(Photo-based point labeling data)
— start —
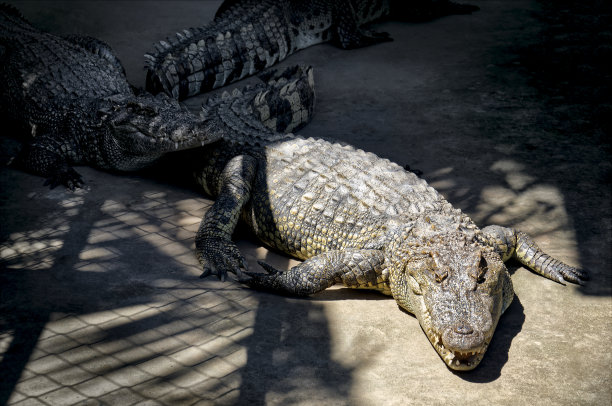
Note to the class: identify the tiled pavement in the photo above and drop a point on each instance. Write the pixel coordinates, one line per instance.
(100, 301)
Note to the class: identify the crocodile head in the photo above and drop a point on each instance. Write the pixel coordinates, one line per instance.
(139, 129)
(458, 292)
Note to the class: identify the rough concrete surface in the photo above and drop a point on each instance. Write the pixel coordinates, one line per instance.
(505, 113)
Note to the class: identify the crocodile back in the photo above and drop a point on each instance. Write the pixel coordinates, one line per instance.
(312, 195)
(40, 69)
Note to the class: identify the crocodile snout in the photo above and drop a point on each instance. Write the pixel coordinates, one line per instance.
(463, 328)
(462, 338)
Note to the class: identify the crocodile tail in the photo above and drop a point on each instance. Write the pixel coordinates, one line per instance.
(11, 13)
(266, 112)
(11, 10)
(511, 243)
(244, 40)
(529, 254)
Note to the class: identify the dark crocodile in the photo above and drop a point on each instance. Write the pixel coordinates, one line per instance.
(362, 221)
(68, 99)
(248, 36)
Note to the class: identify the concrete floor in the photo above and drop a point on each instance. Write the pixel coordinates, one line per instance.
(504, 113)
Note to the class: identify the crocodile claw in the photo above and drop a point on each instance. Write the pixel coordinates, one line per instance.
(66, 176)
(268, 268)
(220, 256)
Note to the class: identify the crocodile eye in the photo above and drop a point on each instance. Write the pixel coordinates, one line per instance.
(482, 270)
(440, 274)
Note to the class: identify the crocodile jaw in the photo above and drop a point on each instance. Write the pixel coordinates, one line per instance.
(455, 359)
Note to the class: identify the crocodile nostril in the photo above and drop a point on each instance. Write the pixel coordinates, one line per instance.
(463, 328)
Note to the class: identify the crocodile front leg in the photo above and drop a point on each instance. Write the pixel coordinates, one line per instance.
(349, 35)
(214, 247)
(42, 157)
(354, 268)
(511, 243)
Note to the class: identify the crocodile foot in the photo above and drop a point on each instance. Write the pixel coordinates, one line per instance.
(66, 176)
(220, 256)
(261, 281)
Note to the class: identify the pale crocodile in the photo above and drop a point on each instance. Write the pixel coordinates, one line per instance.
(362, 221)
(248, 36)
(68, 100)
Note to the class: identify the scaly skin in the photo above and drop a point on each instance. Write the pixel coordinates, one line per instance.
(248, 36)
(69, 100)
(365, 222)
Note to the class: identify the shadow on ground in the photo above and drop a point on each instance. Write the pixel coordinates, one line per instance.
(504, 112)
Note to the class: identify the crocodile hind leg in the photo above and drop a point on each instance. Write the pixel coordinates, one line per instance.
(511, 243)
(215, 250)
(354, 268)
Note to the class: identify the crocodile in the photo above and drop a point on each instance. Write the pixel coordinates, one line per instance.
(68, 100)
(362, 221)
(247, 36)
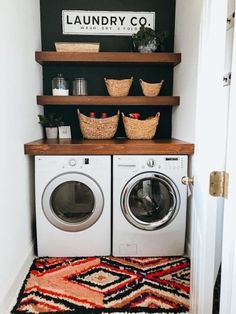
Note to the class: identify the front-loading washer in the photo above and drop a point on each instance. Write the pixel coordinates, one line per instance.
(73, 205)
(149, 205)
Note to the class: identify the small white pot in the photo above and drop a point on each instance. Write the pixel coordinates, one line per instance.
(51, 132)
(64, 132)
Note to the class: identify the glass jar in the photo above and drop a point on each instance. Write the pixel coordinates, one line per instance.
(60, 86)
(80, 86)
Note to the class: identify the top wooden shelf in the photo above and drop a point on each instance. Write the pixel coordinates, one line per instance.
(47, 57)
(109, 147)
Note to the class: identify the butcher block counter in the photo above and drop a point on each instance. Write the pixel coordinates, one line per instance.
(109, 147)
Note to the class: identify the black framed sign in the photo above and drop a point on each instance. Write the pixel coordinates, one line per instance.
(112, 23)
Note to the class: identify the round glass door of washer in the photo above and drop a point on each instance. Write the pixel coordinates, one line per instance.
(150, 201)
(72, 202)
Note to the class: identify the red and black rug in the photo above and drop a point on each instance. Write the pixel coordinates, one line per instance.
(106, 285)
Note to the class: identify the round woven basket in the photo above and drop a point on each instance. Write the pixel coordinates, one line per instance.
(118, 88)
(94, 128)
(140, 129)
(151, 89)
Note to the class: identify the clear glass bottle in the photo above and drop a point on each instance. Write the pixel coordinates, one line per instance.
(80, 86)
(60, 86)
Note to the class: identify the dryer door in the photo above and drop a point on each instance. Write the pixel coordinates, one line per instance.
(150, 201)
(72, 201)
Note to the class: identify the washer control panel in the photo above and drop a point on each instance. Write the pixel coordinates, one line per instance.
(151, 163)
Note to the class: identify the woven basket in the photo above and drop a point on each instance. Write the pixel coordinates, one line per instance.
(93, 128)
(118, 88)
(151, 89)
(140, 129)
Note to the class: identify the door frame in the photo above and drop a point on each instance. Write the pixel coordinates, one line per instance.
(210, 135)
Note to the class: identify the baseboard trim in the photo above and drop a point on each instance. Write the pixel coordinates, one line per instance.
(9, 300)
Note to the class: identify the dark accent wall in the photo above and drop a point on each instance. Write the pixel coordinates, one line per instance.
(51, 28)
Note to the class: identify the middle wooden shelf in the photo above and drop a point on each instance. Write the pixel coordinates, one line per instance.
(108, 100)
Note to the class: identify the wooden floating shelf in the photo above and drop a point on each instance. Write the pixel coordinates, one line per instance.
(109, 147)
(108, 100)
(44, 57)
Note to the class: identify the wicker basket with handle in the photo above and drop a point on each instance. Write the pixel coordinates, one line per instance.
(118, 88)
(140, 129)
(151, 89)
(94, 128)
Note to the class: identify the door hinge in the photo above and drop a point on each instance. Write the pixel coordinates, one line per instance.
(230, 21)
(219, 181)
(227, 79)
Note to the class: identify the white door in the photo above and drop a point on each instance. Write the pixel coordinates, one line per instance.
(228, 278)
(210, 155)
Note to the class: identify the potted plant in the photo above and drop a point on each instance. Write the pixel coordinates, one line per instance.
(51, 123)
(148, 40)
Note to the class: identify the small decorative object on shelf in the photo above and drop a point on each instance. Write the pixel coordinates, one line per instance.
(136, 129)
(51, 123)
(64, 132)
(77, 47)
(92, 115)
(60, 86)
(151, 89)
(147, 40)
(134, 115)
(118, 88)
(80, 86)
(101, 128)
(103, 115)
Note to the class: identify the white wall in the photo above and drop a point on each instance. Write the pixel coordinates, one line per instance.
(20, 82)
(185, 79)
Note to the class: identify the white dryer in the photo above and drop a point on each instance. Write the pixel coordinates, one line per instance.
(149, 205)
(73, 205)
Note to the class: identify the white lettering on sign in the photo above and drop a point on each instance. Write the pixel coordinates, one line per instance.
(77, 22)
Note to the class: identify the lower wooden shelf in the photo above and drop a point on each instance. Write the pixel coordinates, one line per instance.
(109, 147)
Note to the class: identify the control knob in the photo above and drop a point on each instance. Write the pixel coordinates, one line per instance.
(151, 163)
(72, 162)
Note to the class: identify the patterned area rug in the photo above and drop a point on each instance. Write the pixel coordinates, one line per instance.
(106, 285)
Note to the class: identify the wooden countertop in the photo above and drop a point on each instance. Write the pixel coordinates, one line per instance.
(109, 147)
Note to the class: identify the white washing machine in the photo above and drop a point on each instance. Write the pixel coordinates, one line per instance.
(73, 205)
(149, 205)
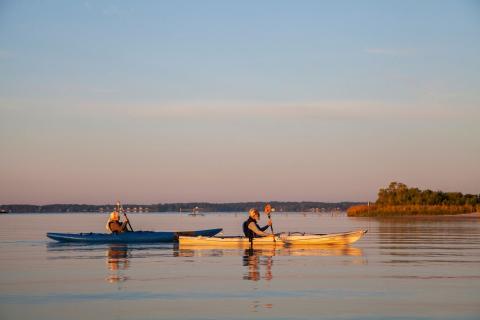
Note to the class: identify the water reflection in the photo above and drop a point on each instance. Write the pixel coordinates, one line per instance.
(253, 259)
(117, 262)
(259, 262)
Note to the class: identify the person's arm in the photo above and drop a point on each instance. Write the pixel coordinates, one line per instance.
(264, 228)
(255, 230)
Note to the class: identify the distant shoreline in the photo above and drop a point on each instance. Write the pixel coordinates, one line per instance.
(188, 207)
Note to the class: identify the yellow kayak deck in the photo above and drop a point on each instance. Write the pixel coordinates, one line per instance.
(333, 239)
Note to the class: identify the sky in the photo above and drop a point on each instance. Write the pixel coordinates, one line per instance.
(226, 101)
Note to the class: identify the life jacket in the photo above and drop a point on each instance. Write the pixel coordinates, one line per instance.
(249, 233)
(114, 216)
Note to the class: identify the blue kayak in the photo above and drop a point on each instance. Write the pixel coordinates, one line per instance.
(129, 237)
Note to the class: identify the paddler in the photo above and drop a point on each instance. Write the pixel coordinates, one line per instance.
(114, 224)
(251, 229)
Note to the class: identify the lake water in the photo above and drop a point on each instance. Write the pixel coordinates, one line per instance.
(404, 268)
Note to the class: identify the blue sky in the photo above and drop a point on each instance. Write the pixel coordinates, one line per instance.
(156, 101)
— end —
Directions => The line containing "Note to the class: identify the blue kayak" and every line after it, through the end of the records, should be repeated exactly and alone.

Solved exercise =>
Note to the class: identify the blue kayak in the photo above and drop a point on each instance. Write the pixel coordinates, one line per instance.
(129, 237)
Note to the class: identify the paddler in the photo above and drop a point on each instance. Write the pixel coordinates, one line per instance.
(114, 224)
(251, 229)
Note to the class: identify the lake water in the photo above and drop a point on each instance. Write the pixel coordinates, one line per instance.
(404, 268)
Note to the class: identify the blue sky in the photo above and drop a point on each instance. Write the pixel coordinates, one line per instance.
(156, 101)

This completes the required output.